> _Task to carry out_: Transcribe, word for word and without additions, each line below from the one containing "Target: pink napkin" through the one containing "Locate the floral", both ends included.
========
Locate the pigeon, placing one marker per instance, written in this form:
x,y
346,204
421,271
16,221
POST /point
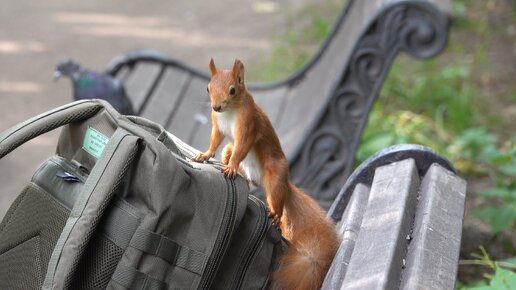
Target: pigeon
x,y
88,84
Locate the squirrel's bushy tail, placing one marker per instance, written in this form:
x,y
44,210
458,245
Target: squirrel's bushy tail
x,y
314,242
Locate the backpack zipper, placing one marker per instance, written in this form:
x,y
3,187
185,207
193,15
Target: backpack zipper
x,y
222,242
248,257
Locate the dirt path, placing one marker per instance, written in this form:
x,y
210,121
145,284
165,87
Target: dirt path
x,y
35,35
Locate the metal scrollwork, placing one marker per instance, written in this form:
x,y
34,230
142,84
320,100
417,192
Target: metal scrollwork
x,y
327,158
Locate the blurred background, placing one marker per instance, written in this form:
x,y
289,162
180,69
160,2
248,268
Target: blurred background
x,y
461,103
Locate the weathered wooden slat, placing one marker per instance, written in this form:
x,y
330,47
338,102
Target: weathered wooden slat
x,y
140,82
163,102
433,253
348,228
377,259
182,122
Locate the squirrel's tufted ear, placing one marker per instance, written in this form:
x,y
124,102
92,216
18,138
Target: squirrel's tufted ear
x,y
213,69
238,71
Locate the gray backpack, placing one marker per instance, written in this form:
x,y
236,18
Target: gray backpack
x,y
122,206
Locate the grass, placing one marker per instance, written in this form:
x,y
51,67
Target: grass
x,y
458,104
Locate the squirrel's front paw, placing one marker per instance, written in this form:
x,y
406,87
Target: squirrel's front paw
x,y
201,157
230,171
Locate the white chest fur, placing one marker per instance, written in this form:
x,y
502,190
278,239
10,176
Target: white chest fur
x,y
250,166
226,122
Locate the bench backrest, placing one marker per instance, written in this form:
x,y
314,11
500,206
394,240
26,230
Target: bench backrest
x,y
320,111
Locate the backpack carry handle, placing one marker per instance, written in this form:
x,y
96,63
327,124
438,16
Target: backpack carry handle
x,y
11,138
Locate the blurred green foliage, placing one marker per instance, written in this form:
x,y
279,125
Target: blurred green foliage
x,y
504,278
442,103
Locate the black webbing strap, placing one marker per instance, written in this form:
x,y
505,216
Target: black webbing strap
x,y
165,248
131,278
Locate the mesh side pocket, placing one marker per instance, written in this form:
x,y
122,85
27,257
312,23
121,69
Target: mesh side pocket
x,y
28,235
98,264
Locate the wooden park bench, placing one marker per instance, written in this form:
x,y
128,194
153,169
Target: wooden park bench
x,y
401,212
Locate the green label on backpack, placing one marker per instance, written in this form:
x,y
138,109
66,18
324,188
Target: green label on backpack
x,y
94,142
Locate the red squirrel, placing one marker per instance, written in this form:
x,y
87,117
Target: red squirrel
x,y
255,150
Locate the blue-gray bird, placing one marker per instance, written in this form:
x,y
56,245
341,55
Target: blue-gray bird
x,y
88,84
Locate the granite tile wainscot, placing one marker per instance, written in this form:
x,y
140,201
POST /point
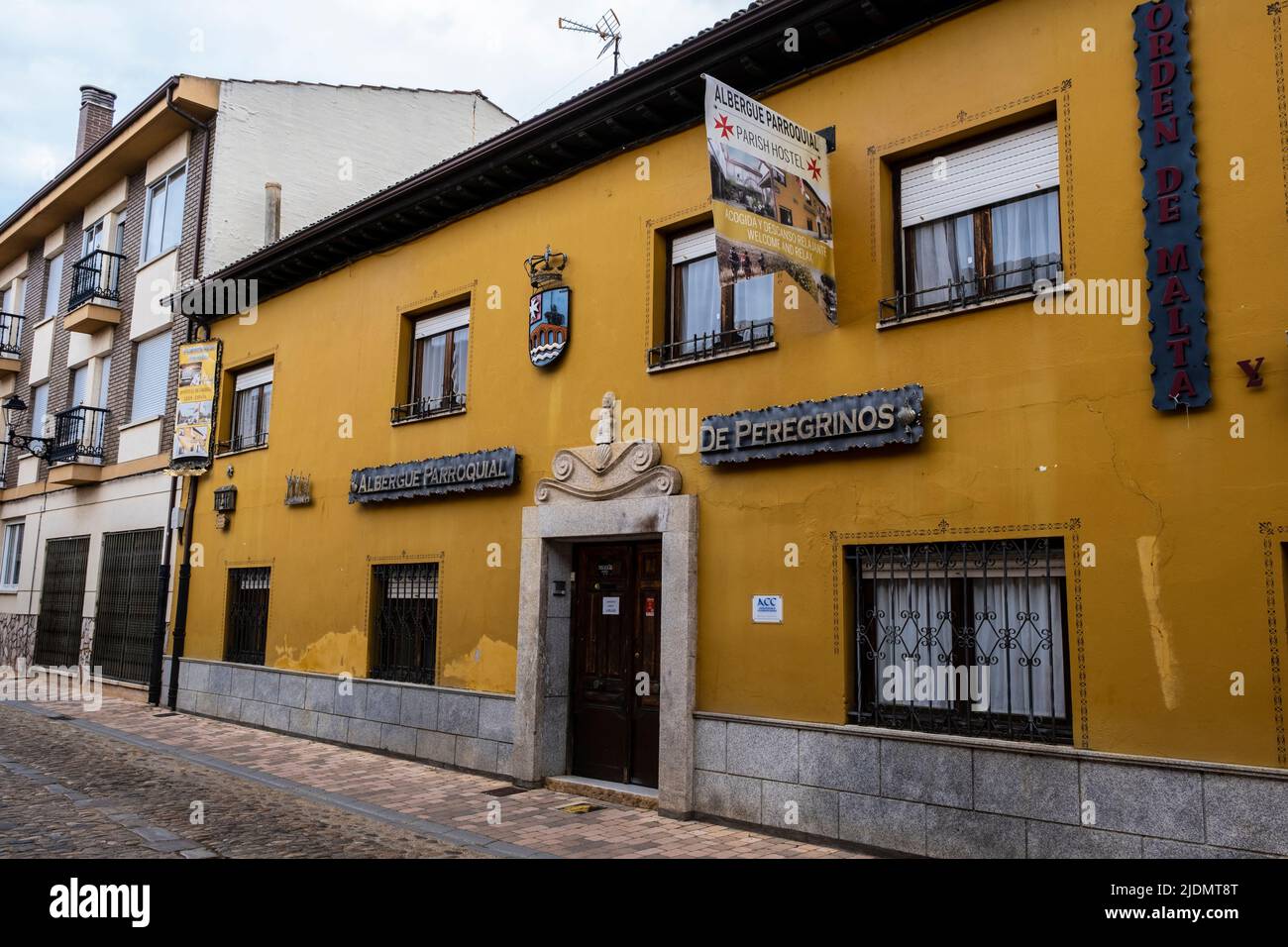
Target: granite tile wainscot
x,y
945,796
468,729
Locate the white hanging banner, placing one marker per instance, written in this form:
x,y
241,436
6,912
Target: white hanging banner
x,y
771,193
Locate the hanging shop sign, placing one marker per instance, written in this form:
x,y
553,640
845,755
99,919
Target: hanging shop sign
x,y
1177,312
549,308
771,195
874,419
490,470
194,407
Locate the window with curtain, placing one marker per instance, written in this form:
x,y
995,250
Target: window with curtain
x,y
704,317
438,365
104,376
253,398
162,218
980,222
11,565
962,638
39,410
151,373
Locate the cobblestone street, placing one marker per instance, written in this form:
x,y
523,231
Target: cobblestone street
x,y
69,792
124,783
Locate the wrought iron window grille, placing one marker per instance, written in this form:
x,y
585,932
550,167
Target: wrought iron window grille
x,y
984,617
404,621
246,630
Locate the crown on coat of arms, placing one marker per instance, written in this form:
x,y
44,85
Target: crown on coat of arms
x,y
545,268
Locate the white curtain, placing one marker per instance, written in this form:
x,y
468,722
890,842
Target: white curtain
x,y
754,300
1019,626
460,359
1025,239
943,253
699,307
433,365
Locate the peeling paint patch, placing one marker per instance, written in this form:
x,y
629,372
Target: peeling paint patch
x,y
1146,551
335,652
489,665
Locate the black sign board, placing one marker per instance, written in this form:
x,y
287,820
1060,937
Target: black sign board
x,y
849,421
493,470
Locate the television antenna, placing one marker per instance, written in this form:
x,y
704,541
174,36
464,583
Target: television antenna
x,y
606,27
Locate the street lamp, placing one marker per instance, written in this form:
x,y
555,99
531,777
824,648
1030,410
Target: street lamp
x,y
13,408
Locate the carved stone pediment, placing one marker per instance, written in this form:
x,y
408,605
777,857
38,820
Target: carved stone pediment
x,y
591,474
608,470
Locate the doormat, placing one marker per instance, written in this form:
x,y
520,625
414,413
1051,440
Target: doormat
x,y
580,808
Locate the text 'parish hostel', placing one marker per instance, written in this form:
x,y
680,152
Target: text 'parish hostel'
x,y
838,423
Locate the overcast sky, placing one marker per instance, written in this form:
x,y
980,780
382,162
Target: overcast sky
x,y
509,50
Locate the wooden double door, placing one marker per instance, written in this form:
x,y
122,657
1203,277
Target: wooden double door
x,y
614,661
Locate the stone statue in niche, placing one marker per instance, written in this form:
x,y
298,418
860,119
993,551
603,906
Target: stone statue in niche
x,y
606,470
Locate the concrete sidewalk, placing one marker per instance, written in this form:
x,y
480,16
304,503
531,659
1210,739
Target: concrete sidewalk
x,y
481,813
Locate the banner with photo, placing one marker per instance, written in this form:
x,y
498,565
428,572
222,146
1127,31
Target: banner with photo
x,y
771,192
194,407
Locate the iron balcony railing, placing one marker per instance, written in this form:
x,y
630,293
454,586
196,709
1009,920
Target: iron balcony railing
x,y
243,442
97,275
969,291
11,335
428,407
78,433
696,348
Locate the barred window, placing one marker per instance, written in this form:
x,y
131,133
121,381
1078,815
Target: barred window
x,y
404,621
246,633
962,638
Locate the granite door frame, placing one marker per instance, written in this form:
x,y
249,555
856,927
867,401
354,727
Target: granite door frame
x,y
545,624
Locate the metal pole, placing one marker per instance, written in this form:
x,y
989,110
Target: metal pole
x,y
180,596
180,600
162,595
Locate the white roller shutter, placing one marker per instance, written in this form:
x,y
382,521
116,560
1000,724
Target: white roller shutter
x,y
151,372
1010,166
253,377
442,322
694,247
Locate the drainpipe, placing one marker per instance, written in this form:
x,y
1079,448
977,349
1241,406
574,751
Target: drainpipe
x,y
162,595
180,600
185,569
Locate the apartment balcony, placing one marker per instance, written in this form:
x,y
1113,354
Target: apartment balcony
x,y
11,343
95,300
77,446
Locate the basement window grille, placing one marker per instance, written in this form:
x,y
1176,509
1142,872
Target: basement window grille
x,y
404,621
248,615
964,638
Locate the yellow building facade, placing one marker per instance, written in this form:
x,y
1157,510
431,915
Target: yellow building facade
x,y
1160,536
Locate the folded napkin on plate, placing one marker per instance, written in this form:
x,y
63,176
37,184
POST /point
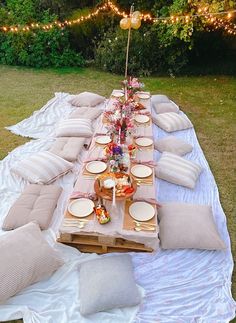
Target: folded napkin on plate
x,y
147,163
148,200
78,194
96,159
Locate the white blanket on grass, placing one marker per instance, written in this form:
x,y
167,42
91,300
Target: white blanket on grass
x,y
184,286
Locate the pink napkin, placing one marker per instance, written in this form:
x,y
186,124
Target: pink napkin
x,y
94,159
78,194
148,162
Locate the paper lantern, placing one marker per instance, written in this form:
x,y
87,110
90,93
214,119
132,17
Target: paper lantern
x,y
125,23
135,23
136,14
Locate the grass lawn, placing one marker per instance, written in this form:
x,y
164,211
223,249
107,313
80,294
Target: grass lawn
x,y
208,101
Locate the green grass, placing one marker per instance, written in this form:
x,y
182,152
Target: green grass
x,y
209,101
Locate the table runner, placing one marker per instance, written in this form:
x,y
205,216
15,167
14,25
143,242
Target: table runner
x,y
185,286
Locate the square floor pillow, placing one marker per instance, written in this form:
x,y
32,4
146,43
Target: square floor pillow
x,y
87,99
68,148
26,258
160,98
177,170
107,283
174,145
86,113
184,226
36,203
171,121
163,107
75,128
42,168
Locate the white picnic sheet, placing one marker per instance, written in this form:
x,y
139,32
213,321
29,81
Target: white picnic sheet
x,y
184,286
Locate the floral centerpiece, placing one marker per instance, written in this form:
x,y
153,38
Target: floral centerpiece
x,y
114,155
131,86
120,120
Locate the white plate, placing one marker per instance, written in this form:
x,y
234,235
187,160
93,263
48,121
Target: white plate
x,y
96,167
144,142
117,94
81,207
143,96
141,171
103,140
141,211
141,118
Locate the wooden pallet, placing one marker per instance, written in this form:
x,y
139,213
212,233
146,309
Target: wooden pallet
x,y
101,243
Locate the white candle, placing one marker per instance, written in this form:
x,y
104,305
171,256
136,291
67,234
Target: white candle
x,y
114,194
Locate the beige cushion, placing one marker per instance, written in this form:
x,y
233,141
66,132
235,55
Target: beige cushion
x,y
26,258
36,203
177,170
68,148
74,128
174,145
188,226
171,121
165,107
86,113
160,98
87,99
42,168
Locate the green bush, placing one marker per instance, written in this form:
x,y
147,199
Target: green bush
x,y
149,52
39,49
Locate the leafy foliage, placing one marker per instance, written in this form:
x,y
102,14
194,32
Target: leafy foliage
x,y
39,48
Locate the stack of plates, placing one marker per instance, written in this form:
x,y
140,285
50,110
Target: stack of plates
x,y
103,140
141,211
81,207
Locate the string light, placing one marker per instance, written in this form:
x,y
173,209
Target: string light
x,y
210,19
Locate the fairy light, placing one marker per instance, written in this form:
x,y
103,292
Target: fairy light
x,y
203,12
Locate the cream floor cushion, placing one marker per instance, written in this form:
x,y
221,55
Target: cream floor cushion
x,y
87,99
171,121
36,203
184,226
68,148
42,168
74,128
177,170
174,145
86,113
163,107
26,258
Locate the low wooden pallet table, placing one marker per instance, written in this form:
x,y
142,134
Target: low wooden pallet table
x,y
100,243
========
> _Task answer_:
Target: pink napkin
x,y
94,159
78,194
148,162
Locate the paper lantern, placing one marker per instance, written in this form:
x,y
87,110
90,93
214,119
132,17
Target: paper lantern
x,y
125,23
135,23
136,14
Locate the grass lawn, placing one marker per instance, written in this form:
x,y
164,211
223,249
107,313
80,294
Target: grass lawn
x,y
208,101
Locate the green grass, placing one marker per instance, written in this form:
x,y
182,152
Target: green grass
x,y
209,101
Locate the table runner, placing one marker per instance, written in this form:
x,y
205,216
15,167
14,25
143,242
Target: table runner
x,y
185,286
Locate the square floor pillow, placing one marker per instance, written in this form:
x,y
32,4
146,43
Target: square floor pillow
x,y
87,99
68,148
26,258
160,98
177,170
107,283
174,145
86,113
184,226
36,203
171,121
163,107
75,128
42,168
Locate the white picnic sheet, placing one marker per instance, written in this form:
x,y
139,32
213,321
29,81
Target: white picnic sheet
x,y
184,286
Locate the floral centerpiece, placing one marker per instance, written in this form:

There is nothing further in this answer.